— DIRECTIVES —
1. Copy out the passage of the blog excerpt on gender and queer identity that begins at the words "Furthermore, the creation" and stops after the words "be relatively synonymous.".
2. Count the lines of the records that contain the string "dark", treating case as significant, and report only the number.

— SELECTED EXTRACT —
BEGIN
Furthermore, the creation of a gender-fuck/queer identity has led to confusion over lesbian butch identities, as I bring up in my blog, titled “My Butch Identity”. While these two groups have much in common, perhaps especially in terms of appearance, their ideologies are different, making it nearly impossible to try to group them under one umbrella term. Esther Newton’s point, and my own feelings, about wanting to be a woman, and wanting to be butch, simply do not fit in with the idea of erasing gender altogether, although its possible and likely that for many women, these two ideas could be relatively synonymous.
Another couple of blog posts, “How Far We’ve Come” and “It’s an Individual Thing” respond to a debate that concerns the entire ‘queer’ community: assimilationist vs. radical. Although, as I mention in these blogs, I think, in many ways, this debate has turned into a celebrate vs. respect debate, its yet another way that the gay community is split apart, another way in which we find ourselves too big to fit under one name.
I am not trying to answer these big questions. I am not even trying to talk about these individual issues, but more trying to approach the ever-elusive community identity. Of course, the truth is that the gay community is every bit as diverse as any other community, including ‘the’ white community’ or ‘the’ heterosexual community, but I suppose that yet another privilege that comes packaged with being in the majority is that you don’t have to find a community label that fits everyone. There is a natural assumption that, of course, the heterosexual community is too diverse to try to include under one label, and certainly, no one would try to make the statement that ‘all heterosexual believe in…’ though people do that with the gay community, and other minority communities daily. Philosophically, of course, it makes sense to me, yet it still seems like an ultimately futile, and counter-productive search. Talking about our differences, figuring out ways to be inclusive without being exclusive, welcoming and joining other people’s communities, and banding together to work on a variety of issues seem like more productive paths to take. But then, again, I’m an idealist…

Wednesday, November 14, 2007

Gender Confidence

Our class discussion on Monday was pretty interesting, or at least I thought it was. Gender has always been a fascinating subject to me (I have been called tomboy since I could remember being called anything, and while it is a relatively nice term, it can definitely create some confusion for the little ones…), and one that I have sometimes struggled with, both in terms of my own gender identity and in terms of the gender of my ‘attractee’. Ultimately, like Juni, I would like to say that gender doesn’t matter, that I’m attracted to personalities, to minds, to senses of humor and compassion. But, really, given a man and a woman with the exact same personality, mind, sense of humor and compassion, I would choose the woman. Every time. I feel more comfortable with women: I like their softer voices, their softer bodies. I’m scared of penises. Each and everyone of those characteristics that Matt Kaily mentions in his book, all the parlor tricks, the jack of all trades, the 21-gun salutes, all of that just terrifies me. But like Matt Kaily (or, rather, unlike Matt Kaily) I feel I will always be attracted to ‘femaleness’, to whatever is that ‘essence’ of women.
END
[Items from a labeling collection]
BEGIN
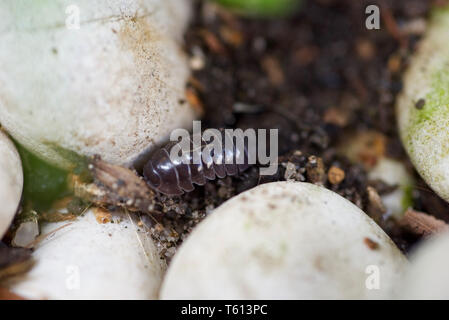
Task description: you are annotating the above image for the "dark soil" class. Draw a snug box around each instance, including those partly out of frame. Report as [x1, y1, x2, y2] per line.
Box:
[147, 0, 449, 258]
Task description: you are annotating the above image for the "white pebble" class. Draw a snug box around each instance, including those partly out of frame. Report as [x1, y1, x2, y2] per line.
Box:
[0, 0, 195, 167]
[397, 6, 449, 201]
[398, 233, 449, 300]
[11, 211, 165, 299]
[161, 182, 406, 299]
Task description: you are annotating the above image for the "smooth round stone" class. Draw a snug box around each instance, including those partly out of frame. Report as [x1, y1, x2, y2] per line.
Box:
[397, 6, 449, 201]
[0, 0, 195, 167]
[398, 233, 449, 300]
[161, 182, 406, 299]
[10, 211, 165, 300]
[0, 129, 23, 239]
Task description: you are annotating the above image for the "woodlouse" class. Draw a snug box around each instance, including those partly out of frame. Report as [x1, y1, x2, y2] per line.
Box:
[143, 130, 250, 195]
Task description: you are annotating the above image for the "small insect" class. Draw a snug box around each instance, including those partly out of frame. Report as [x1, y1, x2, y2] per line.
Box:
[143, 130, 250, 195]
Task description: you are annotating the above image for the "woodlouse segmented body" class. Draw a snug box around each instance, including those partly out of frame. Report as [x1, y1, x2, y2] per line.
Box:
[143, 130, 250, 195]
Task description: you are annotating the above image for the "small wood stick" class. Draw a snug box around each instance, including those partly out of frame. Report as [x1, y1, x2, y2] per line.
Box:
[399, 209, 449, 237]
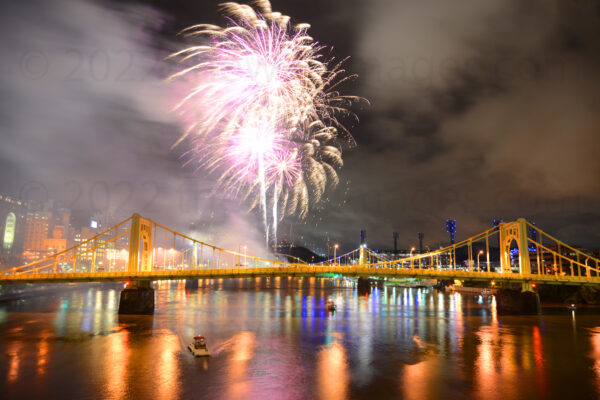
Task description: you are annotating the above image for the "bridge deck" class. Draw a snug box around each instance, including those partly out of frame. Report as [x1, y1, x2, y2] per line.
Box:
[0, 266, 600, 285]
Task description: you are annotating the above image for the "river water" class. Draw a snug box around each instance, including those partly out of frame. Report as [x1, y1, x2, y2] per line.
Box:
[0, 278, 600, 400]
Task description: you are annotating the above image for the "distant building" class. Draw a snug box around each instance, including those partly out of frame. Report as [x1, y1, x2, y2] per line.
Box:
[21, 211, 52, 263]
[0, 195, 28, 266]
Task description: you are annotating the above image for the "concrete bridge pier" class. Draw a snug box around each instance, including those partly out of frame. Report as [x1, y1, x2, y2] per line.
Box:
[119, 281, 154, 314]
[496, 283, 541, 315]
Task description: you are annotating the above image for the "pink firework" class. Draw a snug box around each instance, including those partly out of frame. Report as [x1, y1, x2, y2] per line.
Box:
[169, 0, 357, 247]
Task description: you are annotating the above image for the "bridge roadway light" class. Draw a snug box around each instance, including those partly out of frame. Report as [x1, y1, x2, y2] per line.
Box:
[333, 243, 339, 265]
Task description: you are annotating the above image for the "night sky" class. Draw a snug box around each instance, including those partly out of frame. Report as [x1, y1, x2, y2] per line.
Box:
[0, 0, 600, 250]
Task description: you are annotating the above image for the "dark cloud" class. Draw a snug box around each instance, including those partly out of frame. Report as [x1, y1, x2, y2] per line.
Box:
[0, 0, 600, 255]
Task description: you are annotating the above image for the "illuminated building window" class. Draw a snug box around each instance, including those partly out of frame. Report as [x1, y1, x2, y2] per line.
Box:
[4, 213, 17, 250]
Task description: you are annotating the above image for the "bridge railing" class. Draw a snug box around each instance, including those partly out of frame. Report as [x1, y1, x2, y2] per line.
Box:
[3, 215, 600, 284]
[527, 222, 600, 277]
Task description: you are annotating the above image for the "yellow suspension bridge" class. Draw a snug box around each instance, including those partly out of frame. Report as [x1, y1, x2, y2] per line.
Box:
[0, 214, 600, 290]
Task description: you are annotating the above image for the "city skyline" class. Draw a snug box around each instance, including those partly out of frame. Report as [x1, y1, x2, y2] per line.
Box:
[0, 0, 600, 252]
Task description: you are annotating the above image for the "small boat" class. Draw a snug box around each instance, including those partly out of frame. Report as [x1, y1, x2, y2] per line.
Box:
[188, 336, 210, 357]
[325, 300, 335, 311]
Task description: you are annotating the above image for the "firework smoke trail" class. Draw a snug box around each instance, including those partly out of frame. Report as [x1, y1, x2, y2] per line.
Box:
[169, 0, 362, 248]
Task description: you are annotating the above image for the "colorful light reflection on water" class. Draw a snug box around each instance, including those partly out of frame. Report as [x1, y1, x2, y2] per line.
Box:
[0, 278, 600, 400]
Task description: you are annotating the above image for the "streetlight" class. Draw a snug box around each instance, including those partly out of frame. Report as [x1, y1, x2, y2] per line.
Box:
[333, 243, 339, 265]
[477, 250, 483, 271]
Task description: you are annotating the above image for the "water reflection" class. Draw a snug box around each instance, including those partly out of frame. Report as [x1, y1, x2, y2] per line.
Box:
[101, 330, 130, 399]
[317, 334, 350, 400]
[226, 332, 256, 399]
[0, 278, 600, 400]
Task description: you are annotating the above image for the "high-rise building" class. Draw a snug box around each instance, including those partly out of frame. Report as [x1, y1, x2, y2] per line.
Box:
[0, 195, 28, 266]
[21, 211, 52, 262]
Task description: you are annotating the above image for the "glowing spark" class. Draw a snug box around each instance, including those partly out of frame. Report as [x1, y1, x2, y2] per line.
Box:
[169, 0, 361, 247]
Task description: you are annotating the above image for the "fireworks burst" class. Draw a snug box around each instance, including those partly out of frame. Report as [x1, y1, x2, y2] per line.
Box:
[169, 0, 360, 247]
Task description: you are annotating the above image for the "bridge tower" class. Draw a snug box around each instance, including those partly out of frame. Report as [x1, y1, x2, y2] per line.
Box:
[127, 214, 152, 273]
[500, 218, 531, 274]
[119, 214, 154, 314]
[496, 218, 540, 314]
END
BEGIN
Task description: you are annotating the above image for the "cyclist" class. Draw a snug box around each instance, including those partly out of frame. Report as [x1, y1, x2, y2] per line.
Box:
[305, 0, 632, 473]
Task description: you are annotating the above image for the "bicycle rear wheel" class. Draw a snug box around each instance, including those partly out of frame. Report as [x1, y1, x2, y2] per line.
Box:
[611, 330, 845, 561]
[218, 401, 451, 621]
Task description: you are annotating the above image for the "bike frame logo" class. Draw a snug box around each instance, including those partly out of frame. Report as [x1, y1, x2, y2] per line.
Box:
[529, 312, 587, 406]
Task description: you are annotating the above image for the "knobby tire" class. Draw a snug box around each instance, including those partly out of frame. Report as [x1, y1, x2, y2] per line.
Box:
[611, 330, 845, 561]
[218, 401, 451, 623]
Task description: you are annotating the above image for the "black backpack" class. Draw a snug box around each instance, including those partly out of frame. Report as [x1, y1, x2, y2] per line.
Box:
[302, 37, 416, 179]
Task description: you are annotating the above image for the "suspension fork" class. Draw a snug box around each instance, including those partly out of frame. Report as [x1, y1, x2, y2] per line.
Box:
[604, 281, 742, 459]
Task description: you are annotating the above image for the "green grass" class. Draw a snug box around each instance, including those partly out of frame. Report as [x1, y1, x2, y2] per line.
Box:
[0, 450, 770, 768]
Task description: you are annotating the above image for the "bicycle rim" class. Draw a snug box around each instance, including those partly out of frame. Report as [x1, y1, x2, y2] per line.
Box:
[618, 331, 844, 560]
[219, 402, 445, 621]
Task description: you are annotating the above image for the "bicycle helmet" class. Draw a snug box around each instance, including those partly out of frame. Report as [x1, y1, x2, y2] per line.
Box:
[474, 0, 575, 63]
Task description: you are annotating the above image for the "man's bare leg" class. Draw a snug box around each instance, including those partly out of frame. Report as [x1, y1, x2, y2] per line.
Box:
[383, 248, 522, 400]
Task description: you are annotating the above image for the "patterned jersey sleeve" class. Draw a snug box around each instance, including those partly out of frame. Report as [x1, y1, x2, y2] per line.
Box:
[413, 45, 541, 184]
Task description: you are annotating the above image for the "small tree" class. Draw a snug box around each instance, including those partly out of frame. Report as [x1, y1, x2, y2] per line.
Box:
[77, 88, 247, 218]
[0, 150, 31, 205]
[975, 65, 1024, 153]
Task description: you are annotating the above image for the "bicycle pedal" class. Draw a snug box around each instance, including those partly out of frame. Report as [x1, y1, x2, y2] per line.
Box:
END
BEGIN
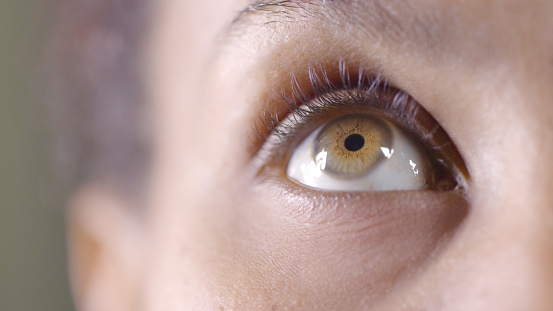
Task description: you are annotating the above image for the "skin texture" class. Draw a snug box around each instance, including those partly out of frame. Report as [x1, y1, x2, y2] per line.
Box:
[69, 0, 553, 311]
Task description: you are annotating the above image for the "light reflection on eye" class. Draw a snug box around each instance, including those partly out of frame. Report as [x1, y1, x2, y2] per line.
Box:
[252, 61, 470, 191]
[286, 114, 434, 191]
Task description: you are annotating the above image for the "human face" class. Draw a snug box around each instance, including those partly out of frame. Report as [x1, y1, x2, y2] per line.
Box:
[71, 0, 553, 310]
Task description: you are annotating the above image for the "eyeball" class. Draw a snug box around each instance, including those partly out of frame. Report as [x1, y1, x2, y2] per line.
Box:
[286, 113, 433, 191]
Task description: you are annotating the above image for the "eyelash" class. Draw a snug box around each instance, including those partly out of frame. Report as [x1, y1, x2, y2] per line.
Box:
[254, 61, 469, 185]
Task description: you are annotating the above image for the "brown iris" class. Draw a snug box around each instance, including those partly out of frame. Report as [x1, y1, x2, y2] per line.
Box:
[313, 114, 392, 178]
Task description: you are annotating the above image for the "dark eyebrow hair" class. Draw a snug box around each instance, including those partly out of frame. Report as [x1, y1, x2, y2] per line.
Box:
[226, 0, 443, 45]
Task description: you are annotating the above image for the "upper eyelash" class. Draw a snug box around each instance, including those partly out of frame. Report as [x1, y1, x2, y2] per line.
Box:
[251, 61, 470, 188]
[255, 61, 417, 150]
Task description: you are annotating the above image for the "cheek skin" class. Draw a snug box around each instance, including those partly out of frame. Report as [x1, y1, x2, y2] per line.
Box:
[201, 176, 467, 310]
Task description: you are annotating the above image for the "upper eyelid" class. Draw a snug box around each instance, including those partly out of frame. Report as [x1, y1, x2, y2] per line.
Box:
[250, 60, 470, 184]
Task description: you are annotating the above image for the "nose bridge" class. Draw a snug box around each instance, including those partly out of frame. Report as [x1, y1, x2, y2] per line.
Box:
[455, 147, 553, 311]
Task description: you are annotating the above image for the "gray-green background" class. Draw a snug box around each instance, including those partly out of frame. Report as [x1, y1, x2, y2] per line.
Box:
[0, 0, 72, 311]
END
— RESPONSES PER TASK —
1.
Furthermore, the creation of a gender-fuck/queer identity has led to confusion over lesbian butch identities, as I bring up in my blog, titled “My Butch Identity”. While these two groups have much in common, perhaps especially in terms of appearance, their ideologies are different, making it nearly impossible to try to group them under one umbrella term. Esther Newton’s point, and my own feelings, about wanting to be a woman, and wanting to be butch, simply do not fit in with the idea of erasing gender altogether, although its possible and likely that for many women, these two ideas could be relatively synonymous.

2. 3